## Aim of the task
Answer these from the article about Dan Mangan:
1. In what month and year did Mangan last come through Halifax?
2. Which arranger helped bring brass, strings and woodwinds into his folk-rock?
3. In what month is the release of his new album slated?

## Text provided
Dan Mangan brings a well-honed set to the Seahorse on Friday

click to enlarge It’s very nice of Dan Mangan to pay another visit to Halifax.
  • It’s very nice of Dan Mangan to pay another visit to Halifax.

A lot's changed since the last time Dan Mangan rolled through Halifax. In October 2009, the gravelly-voiced singer was still pretty obscure. His sophomore album Nice, Nice, Very Nice had dropped only three months prior. And the fact that he came all the way from Vancouver for the Halifax Pop Explosion and sold out The Company House to a sardined crowd who knew the words to his songs was definitely a forerunner.

Now Mangan doesn't work a job on the side anymore. He's toured his acclaimed record around the world, been shortlisted for a Polaris Prize, played The Fillmore and rocked out at Glastonbury.

"I'm the envy of my previous self," he says on the phone from Vancouver where he's been, with the exception of scattered shows, since the end of January. Sleeping in his own bed for a stint this lengthy is rare for Mangan, who admittedly isn't one to turn down opportunities, hence why his life's been on the road since the release of Nice, Nice, Very Nice.

But thanks to this pause, he's just finished up his new album. And though its release isn't slated until September, it's all he's thinking about.

With an overflow of material to work with, and stronger relationships with his bandmates, Mangan will take step outside the box with this one, demonstrating his growth as an artist.

"I spent so much time on the road with the same crew of characters," he says, praising his bandmates Kenton Loewen, Gord Grdina, Colin Cowan and John Walsh for their enthusiasm and energy. "Those guys are just closer to me personally and also musically. They are just such fabulous players it's been such a thrill to seek their creative input and see what comes of it."

Months of touring Nice, Nice, Very Nice and the luxury of more time in the studio made for a much more collaborative effort. And Mangan says his music's sounding more like that of a band, rather than a singer-songwriter.

"I don't know whether that's a good thing or a bad thing, but it's a different thing, which is indicative of some kind of change or revolution---so that's good," he says.

Mangan's folk-rock got an injection of brass, strings and woodwinds thanks to the help of arranger Eyvind Kang and the insight of heavy jazz players like Grdina, resulting in a bigger, textural sound.

"It's a really noisy record with a lot of different layers of fuzz and strange, weird creaks and noises," he says---a collection of fictional stories of loss and isolation. "I feel like since I've started making music I've been kind of on a path of slowly getting more weird...

"I think that I'm continually seeking to outdo myself and that process often portrays itself as kind of getting deeper into the cataclysm of self exploration."

While the forthcoming release will be a departure from his past two, Mangan's endearing truths, both lyrically and otherwise, will no doubt remain unmistakable.

"There are moments on the record that a lot of other bands would have cleaned up or re-recorded, but before we could let ourselves do that we found some moments in it of beautiful imperfection," he says. "There's flubbed guitar notes all over it and it's not a perfect- sounding record, it's as flawed as the humanity that it's describing, I guess."

## Data
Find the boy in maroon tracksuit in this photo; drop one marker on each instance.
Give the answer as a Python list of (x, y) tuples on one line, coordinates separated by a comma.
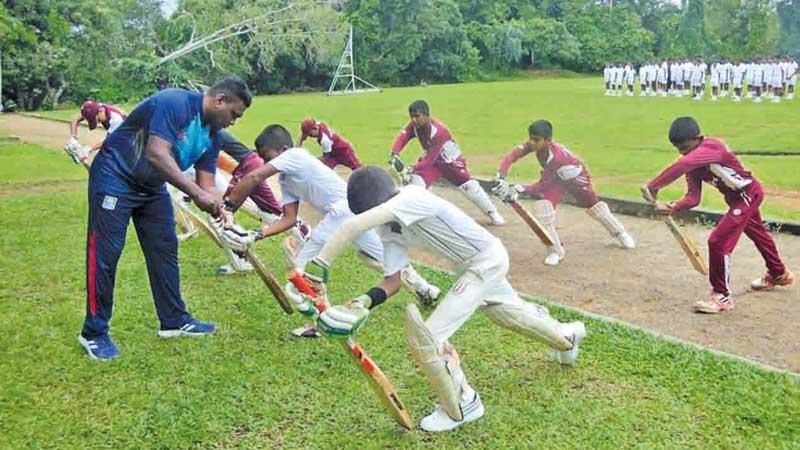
[(336, 150), (442, 159), (708, 159), (562, 173)]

## Solution to this exercise
1. October 2009
2. Eyvind Kang
3. September